=== Material to process ===

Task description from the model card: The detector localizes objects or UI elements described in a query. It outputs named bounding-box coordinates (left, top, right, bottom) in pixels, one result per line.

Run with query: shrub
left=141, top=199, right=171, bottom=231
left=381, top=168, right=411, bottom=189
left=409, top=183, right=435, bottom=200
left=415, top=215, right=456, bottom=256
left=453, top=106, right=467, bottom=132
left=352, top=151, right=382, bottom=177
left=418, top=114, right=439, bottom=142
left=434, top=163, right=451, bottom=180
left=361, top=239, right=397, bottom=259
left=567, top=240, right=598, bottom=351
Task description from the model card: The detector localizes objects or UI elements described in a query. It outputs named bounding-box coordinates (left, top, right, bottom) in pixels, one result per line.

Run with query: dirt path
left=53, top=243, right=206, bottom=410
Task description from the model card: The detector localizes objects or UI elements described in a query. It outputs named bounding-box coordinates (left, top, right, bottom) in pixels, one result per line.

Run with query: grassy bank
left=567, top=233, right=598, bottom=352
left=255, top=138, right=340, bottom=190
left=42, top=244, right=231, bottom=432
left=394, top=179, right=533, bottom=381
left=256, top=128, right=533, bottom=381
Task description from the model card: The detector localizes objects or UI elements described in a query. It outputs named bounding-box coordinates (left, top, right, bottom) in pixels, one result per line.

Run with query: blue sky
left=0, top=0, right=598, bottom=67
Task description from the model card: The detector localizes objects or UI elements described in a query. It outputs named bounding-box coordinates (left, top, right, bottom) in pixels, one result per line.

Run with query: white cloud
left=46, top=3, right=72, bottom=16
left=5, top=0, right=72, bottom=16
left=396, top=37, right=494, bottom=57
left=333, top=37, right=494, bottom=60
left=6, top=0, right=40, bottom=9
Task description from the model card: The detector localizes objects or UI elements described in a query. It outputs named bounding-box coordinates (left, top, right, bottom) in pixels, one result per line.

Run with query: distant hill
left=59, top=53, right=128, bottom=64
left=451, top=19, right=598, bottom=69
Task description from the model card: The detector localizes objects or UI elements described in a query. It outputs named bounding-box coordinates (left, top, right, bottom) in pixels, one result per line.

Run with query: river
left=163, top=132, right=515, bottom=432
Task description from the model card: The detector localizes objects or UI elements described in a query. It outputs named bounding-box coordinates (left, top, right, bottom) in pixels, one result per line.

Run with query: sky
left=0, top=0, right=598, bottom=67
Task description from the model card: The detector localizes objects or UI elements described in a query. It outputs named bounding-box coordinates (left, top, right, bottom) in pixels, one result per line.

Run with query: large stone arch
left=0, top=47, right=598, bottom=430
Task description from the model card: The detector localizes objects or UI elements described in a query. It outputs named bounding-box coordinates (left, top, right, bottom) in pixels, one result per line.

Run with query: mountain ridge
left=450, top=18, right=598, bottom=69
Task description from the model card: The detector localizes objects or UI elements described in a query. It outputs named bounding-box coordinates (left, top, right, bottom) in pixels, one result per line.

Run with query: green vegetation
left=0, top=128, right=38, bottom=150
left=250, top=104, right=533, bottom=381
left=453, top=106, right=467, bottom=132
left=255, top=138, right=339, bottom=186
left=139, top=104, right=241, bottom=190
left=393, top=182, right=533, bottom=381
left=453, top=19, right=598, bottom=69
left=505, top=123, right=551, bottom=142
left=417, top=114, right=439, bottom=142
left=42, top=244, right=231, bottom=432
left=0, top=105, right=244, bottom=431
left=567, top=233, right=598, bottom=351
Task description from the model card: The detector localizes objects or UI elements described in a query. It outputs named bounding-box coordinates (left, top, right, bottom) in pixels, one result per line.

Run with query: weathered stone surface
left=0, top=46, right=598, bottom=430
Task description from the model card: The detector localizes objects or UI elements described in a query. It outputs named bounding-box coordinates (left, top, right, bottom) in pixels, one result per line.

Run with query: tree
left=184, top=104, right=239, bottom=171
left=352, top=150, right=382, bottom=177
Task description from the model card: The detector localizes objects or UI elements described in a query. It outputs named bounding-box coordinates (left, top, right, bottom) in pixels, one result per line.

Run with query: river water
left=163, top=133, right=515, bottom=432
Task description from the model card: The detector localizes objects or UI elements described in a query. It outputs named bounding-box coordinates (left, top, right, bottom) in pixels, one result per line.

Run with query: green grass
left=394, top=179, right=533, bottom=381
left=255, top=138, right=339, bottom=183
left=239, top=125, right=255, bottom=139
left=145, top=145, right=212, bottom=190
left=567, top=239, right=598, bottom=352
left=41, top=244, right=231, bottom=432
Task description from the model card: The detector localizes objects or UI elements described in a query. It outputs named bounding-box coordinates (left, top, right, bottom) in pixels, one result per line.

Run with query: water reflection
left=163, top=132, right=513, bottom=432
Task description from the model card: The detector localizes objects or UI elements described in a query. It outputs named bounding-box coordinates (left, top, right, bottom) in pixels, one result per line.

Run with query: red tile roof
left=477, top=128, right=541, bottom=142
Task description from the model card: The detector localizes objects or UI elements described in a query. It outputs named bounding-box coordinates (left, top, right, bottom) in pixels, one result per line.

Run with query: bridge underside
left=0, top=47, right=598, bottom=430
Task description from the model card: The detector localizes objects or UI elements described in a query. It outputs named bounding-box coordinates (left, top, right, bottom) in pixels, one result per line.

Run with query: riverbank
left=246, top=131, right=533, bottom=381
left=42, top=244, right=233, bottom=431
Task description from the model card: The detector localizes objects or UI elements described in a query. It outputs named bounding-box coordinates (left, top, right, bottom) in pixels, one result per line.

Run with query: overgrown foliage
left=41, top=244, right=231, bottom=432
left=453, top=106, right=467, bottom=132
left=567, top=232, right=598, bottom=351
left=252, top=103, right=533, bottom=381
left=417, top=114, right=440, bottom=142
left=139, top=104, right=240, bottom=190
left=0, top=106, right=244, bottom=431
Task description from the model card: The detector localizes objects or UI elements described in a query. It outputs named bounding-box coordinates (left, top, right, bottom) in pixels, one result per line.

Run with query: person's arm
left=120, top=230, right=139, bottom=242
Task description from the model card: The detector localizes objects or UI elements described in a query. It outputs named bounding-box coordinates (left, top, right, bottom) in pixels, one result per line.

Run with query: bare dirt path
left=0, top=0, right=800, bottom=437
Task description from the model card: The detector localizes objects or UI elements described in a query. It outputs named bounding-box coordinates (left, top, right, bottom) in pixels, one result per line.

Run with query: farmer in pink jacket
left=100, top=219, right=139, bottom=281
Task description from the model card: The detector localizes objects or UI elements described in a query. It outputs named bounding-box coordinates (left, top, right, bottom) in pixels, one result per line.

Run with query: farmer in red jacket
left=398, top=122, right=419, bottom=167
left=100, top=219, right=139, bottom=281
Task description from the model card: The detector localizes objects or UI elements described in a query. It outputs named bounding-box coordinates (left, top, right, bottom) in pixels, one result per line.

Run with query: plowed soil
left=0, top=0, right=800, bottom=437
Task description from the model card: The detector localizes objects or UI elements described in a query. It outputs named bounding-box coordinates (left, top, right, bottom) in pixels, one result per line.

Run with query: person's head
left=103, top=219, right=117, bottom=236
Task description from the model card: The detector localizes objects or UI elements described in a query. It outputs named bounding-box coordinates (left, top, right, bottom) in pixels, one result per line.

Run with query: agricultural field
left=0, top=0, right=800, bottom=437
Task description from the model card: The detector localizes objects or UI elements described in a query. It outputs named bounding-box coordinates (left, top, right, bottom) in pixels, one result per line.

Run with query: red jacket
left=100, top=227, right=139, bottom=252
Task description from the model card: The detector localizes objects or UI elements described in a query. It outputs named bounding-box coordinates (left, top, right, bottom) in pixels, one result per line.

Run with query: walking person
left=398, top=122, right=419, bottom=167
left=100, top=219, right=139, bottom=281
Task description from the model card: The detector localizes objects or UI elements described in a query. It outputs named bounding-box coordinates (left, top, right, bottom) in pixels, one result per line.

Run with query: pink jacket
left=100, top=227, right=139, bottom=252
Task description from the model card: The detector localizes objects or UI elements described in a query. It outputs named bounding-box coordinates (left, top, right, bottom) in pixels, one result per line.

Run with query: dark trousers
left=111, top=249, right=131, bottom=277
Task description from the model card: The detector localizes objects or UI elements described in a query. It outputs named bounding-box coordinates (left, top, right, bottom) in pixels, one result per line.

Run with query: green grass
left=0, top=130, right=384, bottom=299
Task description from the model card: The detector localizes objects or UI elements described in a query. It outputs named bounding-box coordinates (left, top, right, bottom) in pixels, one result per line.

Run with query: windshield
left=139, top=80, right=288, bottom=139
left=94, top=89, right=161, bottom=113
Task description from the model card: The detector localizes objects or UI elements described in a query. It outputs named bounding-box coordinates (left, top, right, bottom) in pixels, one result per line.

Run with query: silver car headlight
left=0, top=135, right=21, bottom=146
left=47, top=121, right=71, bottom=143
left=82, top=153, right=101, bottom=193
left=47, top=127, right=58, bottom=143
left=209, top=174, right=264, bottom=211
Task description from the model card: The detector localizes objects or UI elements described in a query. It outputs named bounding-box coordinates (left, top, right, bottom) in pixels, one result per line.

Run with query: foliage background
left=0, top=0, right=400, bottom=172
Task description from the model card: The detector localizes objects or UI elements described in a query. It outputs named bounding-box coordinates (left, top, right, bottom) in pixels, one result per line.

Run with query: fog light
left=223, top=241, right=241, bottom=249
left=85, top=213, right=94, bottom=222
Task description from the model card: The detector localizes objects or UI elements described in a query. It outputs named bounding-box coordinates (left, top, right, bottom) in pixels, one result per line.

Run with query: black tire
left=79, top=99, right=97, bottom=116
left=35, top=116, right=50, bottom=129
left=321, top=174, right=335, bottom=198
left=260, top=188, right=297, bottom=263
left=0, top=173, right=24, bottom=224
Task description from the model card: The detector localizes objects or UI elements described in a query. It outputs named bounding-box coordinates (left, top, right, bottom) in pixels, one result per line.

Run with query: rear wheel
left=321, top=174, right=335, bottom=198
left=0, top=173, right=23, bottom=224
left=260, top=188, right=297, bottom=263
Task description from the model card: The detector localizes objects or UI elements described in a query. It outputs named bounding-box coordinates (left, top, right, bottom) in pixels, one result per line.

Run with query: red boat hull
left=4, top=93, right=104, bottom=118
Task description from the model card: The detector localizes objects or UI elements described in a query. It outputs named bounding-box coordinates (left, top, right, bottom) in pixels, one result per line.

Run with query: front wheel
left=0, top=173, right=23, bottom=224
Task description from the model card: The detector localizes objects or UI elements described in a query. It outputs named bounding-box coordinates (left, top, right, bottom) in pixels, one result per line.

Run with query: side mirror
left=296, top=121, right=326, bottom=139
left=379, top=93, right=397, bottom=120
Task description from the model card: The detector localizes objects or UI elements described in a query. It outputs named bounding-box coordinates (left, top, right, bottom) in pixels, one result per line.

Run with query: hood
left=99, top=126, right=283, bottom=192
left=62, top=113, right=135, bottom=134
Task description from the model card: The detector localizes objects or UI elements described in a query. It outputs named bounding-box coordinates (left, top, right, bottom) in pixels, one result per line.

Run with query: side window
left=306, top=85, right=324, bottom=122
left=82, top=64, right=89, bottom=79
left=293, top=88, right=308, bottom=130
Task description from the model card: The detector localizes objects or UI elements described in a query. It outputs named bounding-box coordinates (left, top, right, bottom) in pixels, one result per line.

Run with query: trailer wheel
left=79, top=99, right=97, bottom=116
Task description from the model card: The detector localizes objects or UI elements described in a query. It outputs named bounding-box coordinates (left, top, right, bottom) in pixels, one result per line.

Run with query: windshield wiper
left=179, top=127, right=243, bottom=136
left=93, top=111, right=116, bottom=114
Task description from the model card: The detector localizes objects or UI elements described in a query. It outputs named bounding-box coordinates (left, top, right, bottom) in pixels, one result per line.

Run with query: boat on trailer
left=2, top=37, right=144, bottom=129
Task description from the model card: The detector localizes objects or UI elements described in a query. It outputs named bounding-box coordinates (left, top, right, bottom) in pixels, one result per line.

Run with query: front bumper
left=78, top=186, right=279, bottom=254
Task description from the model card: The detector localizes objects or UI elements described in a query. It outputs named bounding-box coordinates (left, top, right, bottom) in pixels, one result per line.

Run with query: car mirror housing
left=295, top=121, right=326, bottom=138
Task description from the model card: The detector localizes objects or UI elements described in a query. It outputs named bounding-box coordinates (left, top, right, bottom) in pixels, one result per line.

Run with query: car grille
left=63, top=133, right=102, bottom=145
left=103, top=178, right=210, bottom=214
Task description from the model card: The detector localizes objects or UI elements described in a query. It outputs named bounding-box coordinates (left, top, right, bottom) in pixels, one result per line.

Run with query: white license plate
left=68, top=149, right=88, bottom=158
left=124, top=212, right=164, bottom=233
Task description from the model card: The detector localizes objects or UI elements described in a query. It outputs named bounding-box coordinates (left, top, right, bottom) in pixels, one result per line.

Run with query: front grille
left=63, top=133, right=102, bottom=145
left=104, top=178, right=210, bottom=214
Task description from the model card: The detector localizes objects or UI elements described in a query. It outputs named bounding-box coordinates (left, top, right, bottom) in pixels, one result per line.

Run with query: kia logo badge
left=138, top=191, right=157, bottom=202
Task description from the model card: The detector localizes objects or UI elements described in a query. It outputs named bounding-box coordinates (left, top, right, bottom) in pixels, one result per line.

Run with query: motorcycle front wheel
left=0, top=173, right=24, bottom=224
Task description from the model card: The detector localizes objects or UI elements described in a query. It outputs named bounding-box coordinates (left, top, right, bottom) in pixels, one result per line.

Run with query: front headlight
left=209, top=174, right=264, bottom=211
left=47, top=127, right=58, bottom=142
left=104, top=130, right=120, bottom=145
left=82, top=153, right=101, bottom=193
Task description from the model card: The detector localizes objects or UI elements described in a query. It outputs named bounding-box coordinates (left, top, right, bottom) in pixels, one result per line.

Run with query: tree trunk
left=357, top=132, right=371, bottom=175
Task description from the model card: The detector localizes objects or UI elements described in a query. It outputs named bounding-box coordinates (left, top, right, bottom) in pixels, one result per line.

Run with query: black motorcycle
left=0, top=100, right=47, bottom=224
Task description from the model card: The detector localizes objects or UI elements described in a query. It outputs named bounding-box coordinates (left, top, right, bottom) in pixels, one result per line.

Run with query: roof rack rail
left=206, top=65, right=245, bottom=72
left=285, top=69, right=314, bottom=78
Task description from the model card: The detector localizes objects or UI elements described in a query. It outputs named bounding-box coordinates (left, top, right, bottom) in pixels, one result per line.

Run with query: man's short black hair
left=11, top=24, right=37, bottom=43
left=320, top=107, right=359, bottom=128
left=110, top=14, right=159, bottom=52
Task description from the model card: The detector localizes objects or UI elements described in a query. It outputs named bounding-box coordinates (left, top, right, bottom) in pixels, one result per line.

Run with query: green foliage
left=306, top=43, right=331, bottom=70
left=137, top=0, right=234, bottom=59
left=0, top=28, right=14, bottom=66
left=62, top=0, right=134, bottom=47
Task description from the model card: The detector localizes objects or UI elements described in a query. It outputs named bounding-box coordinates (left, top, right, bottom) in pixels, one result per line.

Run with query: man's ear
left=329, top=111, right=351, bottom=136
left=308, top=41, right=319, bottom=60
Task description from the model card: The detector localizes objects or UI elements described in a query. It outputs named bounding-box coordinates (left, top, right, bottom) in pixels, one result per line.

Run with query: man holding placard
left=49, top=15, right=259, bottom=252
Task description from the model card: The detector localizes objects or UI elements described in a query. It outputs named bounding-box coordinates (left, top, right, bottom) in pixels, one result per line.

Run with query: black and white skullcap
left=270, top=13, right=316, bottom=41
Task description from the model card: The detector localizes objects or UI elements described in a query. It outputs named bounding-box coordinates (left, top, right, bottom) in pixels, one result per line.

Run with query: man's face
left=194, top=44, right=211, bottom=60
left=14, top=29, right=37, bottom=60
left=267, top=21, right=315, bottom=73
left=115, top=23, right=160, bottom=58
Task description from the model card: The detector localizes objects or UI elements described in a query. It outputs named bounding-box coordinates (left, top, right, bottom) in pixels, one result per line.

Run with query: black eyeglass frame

===

## What is asked:
Please present the stretch from the start of the entries through the line containing "Run with query: shrub" as a numbered list, leaving out any blank lines.

## Result of the task:
1. Task description from the model card: The detector localizes objects or UI elements described in a query. It outputs named bounding-box coordinates (left, top, right, bottom) in pixels, one result per line.
2. Run with query: shrub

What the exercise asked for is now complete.